--- Using the information ---
a: Answer these questions using the blog post about losing faith in God below, one answer per line:
(i) Which trick does the author name as one of their favorite tricks to perform?
(ii) What ability does Hydrick claim to have?
(iii) In what year was the prize raised to one million dollars?
b: Carry on the blog post about losing faith in God below, picking up right after its last sentence.

--- Passage for review ---
--------

How I Lost My Faith in God
Welcome to "My Deconstruction Blog". This blog is about my journey from being a totally committed Christian to where I find myself now, a spiritual wanderer disillusioned by the collapse of my faith in the Church, my faith in the Bible, and my faith in God. This post is about my loss of faith in God.
Do you like magic? I do! I like close-up magic such as card tricks and coin tricks. I like prop magic. I like stage magic. I like the tricks where the person seems to have mental powers.
One of my favorite tricks to do is a (fake) demonstration of telekinesis where I move a pencil without touching it, using my (not really) mental abilities to manipulate the invisible electromagnetic fields that surround physical objects.
Of course it is all fake when I do it. It is possible that some people have real mental powers, but most magicians are fakes like me.
If you want to see an example of a fake psychic getting exposed by a skeptic, the clip below is a good one. The psychic's name is Hydrick and he claims to have the ability to move objects with his mind. Please watch the video now before reading the rest of this blog.
Million Dollar Challenge
James Randi is one of many skeptics that do not believe in supernatural or paranormal abilities. Randi founded a skeptical group that will pay a million dollars to anyone who can demonstrate any supernatural or paranormal ability under agreed-upon scientific testing criteria.
If Hydrick had such special powers, the video above would have been the perfect time to show it. The skeptic Randi would have become a believer, and Hydrick would have collected $10,000 in the process. (The video was recorded in the 1980s. The size of the prize was raised to $100,000 a few years later, and then raised to one million dollars in 1996. The million dollar prize is still available to anyone today who can demonstrate a supernatural or paranormal ability under agreed-upon scientific testing criteria.)

--------

--- Information shown ---

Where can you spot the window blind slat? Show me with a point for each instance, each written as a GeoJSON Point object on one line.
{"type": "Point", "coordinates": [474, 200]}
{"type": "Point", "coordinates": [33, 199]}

--------

--- Responses per task ---
a:
(i) A fake demonstration of telekinesis in which the author moves a pencil without touching it.
(ii) The ability to move objects with his mind.
(iii) 1996.

b:
Even after Hydrick was unable to demonstrate his abilities in a controlled environment, there were people who still believed he had psychic powers and they gave excuses for him, blaming the lights, or blaming Randi's disbelief, or claiming that Hydrick does not work like this, saying people should just "have faith" in Hydrick and "simply believe".
The million dollar challenge is not just limited to people who claim telekinesis powers. Thousands of people have been tested, with ability claims of mind reading, mind control, predicting the future, aura reading, astral projection, extra sensory perception (ESP), clairvoyance, remote viewing, speaking with the dead, telepathy, and water dowsing (to name a few).
None did any better than Hydrick.
But surely God can pass this simple test, right?
Think about it. Does your church need some money? No problem, just ask God to move a pencil for you in a controlled environment. You will leave the testing center with a million dollar check. After all, Jesus himself said,
"Truly I tell you, if you have faith as small as a mustard seed, you can say to this mountain, 'Move from here to there,' and it will move. Nothing will be impossible for you." (Matt 17:20)
If God can move a mountain, surely He can move a pencil, right?
Only he can't. Or he won't.
I lost my faith in God when I realized that God cannot (or will not) move a pencil in a controlled environment.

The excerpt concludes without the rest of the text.